=== EXERCISE GOAL ===
Convert each line of the material into a Markdown table with two columns, Row and Line. Number the rows in order and omit any blank lines.

--- begin SUPPLIED MATERIAL ---

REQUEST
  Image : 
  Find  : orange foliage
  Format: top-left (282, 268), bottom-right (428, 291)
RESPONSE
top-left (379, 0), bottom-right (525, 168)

--- end SUPPLIED MATERIAL ---

=== CORRECT RESPONSE ===
| Row | Line |
|---|---|
| 1 | REQUEST |
| 2 |   Image :  |
| 3 |   Find  : orange foliage |
| 4 |   Format: top-left (282, 268), bottom-right (428, 291) |
| 5 | RESPONSE |
| 6 | top-left (379, 0), bottom-right (525, 168) |